__Task directions__
Copy the listing below line for line, starting at its first line and ending with the line that has "point_to MUST indicate the striped" in it. Add nothing.

__Data to use__
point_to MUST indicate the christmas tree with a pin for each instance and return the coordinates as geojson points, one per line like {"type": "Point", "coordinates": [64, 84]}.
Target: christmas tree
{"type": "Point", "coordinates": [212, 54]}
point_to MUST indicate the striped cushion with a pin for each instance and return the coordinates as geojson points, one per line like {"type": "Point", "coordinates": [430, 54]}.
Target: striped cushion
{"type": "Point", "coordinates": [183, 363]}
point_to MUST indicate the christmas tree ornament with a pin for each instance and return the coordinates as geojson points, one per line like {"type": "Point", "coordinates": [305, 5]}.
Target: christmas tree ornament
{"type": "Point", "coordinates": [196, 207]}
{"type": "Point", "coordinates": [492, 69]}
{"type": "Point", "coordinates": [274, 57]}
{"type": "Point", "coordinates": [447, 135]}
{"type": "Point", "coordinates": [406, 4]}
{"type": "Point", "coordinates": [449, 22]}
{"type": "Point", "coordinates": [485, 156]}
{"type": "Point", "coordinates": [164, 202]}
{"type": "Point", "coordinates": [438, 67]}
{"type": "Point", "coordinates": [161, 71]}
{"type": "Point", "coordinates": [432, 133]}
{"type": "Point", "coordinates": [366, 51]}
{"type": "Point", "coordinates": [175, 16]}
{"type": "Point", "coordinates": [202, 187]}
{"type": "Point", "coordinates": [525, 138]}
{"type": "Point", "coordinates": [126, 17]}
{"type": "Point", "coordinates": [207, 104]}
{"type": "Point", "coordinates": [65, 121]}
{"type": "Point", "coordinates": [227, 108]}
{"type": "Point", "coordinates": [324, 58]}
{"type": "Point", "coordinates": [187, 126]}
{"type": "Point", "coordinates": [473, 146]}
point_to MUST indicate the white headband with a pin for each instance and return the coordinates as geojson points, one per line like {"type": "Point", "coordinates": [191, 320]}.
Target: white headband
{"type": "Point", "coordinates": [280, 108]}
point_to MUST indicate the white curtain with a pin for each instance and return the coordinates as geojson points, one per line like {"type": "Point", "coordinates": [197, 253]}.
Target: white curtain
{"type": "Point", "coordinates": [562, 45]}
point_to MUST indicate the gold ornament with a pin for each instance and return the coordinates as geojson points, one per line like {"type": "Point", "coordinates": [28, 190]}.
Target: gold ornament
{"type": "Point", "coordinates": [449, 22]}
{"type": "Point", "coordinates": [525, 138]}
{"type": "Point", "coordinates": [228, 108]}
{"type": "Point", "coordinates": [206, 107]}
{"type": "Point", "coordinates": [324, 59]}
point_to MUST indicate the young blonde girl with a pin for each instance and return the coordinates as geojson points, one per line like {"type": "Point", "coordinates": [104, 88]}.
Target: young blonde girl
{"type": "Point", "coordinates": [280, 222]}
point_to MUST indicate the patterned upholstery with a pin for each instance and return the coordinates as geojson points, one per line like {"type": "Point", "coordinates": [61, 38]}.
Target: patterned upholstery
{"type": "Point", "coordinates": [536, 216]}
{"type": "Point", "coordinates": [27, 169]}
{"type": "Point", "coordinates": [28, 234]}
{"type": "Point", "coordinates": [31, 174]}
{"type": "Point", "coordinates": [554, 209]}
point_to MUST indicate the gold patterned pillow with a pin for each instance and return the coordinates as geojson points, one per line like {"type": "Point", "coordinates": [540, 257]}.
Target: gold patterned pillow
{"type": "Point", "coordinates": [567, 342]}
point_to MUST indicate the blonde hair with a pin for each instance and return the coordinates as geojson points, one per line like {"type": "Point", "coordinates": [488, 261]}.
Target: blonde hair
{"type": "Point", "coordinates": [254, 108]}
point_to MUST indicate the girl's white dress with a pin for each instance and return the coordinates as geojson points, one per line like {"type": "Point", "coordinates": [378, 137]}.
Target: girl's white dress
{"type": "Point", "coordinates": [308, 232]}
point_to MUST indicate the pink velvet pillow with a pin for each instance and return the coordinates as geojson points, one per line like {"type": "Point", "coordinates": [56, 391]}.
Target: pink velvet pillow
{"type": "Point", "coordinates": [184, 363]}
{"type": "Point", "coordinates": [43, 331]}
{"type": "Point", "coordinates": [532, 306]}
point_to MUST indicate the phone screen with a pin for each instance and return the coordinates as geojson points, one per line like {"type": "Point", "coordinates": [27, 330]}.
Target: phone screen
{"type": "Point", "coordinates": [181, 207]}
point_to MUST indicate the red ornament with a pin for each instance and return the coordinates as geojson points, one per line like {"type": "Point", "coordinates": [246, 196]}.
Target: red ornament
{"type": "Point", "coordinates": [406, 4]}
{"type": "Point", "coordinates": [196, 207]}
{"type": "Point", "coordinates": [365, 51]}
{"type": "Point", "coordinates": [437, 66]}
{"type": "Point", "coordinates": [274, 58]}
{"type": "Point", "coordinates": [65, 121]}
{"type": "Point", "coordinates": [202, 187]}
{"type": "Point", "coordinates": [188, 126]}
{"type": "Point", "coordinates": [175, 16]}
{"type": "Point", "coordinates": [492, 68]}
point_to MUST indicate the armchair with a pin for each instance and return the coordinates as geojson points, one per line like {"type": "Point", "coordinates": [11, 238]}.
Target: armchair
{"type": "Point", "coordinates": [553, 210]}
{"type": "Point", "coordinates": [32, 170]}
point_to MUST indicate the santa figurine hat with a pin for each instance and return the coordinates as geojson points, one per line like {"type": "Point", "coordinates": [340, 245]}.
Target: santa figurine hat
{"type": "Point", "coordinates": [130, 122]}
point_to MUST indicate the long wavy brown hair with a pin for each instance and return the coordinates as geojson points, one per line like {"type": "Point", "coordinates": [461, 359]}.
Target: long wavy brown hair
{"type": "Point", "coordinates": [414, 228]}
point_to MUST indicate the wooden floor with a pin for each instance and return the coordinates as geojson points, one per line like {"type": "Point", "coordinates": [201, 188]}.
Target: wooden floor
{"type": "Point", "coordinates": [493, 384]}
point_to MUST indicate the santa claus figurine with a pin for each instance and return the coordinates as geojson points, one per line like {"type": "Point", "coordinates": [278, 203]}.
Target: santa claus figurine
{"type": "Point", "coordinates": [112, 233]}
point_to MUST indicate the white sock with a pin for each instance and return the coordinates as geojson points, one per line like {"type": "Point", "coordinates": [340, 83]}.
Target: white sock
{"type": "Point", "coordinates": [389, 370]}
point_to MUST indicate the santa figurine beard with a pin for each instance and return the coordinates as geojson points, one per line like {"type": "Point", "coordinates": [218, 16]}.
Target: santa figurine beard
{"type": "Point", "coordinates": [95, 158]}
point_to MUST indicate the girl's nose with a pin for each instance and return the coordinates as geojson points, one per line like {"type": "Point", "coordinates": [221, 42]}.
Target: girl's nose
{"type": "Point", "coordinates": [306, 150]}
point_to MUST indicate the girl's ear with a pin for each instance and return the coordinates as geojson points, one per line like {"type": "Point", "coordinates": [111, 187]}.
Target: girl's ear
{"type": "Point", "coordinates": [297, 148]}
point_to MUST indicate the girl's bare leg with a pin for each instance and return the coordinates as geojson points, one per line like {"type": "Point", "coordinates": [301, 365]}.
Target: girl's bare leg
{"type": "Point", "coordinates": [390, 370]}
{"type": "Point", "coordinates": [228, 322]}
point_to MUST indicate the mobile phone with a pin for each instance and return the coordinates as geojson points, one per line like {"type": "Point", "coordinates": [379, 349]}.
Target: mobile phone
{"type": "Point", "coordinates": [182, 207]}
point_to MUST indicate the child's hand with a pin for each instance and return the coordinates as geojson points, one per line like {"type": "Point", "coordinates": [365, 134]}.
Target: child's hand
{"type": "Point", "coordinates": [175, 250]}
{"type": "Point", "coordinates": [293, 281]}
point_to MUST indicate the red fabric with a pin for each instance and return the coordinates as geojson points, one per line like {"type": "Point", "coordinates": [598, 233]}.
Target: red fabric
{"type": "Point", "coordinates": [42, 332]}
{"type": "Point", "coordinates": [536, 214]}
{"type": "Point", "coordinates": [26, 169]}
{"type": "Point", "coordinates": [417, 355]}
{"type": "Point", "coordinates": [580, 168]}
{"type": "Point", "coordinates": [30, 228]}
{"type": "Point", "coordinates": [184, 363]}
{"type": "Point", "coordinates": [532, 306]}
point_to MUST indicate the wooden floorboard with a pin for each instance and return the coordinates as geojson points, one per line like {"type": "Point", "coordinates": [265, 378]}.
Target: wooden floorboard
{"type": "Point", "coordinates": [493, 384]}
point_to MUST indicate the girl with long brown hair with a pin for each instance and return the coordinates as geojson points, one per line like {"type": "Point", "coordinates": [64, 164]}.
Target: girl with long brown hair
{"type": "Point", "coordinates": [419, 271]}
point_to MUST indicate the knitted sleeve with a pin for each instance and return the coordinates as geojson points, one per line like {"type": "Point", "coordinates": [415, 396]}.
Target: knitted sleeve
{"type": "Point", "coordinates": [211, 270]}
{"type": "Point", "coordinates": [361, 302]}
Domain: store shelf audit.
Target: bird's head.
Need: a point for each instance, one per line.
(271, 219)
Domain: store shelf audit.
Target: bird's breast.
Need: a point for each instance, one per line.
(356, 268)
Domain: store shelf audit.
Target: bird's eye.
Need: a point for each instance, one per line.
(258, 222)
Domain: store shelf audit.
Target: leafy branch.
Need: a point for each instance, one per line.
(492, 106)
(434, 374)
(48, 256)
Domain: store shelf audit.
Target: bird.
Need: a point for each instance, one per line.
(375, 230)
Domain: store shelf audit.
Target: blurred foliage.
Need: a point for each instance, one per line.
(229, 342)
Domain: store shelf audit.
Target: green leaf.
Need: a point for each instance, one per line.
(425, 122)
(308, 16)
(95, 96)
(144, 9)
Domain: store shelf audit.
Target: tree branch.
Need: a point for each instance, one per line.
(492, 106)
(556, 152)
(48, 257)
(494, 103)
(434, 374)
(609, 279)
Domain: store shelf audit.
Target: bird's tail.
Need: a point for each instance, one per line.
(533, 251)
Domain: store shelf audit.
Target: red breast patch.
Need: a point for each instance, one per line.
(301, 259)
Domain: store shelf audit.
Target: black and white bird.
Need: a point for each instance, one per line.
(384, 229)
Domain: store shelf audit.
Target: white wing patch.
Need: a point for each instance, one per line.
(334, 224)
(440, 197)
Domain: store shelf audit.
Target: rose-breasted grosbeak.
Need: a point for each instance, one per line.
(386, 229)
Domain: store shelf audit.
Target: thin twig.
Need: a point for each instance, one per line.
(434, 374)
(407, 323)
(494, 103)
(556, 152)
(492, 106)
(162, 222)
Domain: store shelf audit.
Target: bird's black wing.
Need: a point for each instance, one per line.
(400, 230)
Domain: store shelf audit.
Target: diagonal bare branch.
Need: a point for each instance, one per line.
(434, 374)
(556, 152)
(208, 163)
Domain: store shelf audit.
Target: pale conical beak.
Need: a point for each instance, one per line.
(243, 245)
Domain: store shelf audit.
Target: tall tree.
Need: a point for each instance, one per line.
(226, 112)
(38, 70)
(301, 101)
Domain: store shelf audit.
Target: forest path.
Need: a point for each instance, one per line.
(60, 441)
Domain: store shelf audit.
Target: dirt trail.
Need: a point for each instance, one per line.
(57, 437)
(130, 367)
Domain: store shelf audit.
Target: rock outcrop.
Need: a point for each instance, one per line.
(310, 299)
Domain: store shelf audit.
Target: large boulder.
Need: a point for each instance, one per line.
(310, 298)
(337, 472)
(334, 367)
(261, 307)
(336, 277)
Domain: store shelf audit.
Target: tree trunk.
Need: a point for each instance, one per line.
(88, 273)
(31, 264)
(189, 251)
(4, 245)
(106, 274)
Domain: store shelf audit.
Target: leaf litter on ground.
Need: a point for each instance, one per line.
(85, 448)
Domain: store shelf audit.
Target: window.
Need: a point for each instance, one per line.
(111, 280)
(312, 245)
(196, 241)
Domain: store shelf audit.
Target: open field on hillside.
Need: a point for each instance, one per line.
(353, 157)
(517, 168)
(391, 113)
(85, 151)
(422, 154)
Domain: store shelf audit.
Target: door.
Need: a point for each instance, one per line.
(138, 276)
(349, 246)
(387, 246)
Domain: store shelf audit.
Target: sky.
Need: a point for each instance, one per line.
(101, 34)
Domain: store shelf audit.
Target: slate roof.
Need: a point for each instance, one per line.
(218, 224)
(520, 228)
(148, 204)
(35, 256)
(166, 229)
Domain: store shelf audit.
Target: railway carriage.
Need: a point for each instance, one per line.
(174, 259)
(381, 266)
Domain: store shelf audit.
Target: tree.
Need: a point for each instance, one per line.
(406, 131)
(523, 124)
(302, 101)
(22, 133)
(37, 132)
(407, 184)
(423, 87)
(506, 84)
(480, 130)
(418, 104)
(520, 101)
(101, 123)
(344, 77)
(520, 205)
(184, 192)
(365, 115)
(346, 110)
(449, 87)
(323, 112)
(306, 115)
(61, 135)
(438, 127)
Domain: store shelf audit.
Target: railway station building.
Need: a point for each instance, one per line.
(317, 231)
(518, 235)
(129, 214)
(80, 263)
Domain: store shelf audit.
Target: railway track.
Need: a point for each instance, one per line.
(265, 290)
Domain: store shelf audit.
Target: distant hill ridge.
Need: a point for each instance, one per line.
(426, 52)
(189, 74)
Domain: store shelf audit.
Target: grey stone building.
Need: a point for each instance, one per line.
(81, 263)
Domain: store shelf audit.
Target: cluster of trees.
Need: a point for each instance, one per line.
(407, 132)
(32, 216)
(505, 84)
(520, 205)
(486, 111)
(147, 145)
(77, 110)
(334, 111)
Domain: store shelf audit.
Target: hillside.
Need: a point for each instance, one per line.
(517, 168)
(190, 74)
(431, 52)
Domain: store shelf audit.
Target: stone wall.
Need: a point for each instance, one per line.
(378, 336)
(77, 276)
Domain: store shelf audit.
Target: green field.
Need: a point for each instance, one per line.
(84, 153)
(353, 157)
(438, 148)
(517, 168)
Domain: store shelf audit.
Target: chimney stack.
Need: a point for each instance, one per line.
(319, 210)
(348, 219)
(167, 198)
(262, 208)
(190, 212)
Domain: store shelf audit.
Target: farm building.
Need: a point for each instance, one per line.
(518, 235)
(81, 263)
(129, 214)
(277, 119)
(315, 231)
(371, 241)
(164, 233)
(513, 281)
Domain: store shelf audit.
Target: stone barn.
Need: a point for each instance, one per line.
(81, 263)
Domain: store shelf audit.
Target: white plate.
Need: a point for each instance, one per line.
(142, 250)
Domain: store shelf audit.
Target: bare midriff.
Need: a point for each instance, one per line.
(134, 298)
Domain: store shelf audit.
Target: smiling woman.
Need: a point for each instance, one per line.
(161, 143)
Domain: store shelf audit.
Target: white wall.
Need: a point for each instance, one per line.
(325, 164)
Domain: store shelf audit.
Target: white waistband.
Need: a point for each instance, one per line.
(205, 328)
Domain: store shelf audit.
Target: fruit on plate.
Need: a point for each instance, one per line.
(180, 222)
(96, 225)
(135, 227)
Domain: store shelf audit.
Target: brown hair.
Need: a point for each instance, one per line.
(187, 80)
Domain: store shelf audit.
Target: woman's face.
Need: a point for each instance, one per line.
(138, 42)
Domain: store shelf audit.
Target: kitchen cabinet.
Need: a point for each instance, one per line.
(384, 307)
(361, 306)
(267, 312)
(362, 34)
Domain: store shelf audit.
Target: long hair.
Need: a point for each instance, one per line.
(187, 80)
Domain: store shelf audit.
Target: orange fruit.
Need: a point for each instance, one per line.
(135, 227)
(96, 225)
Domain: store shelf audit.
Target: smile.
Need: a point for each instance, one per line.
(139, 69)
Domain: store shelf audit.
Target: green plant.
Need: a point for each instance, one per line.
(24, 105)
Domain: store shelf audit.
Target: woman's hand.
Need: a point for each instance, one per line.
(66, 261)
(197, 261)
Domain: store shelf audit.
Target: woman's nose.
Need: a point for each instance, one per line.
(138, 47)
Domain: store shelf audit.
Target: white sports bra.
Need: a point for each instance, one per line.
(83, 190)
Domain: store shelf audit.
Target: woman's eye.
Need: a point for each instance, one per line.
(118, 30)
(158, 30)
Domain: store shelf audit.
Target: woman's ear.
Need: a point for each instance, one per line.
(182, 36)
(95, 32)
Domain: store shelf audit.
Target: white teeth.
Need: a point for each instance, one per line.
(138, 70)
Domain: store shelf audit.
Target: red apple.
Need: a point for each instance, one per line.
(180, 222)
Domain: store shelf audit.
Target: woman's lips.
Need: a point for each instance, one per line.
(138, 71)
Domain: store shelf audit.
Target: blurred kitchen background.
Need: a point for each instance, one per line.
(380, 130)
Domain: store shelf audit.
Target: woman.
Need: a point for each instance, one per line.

__Result of the exercise__
point_to MUST indicate the christmas tree with a pin for each instance and return the coordinates as geojson points, one per line like {"type": "Point", "coordinates": [64, 84]}.
Target: christmas tree
{"type": "Point", "coordinates": [212, 54]}
point_to MUST indicate the striped cushion with a pin for each instance and return the coordinates as geojson points, one per line like {"type": "Point", "coordinates": [430, 54]}.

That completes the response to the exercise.